→ What to work on
Reproduce word for word the part of the Arsenal history below that opens with the words containing "Also after the" and closes with "had resolved it.".

::: Text section :::

Also after the match on Wed 2 February 1927 though I don’t know exactly when George Hardy applied for a job as coach at Spurs. 

 

On Fri 4 February 1927 Herbert Chapman had photographs taken of the £170 cheque for the sale of the Arsenal reserve team bus.  Note the date he had it done: after the row he’d had with Hardy and Norris’ reaction to the way he had resolved it.

 

On the morning of Sat 5 February 1927 Henry Norris set out with the Arsenal squad on the journey to the weekend’s match at Anfield.  This is the first definite evidence I have for several years of Norris attending an away fixture.  On the way up to the north-west, Herbert Chapman told Norris what had happened on the Wednesday between him and Hardy; and how it had been dealt with.  Norris told Chapman that he had exceeded his authority in demote Hardy until the end of the season; he only had the power to demote an employee until the next board meeting, where the directors would decide what was to be done in the longer term.  Buchan was rested for the actual match, on the afternoon of Sat 5 February 1927, which was a dress-rehearsal for the next round in the FA Cup.  Liverpool 3 Arsenal 0 was the result of a game, played in thick must and full of what the Times described as “comic incidents in the mud”.

::: Source data :::

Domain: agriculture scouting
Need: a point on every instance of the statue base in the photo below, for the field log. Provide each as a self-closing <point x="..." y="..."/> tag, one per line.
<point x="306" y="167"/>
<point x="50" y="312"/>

:::

→ Answer to this exercise
Also after the match on Wed 2 February 1927 though I don’t know exactly when George Hardy applied for a job as coach at Spurs. 

 

On Fri 4 February 1927 Herbert Chapman had photographs taken of the £170 cheque for the sale of the Arsenal reserve team bus.  Note the date he had it done: after the row he’d had with Hardy and Norris’ reaction to the way he had resolved it.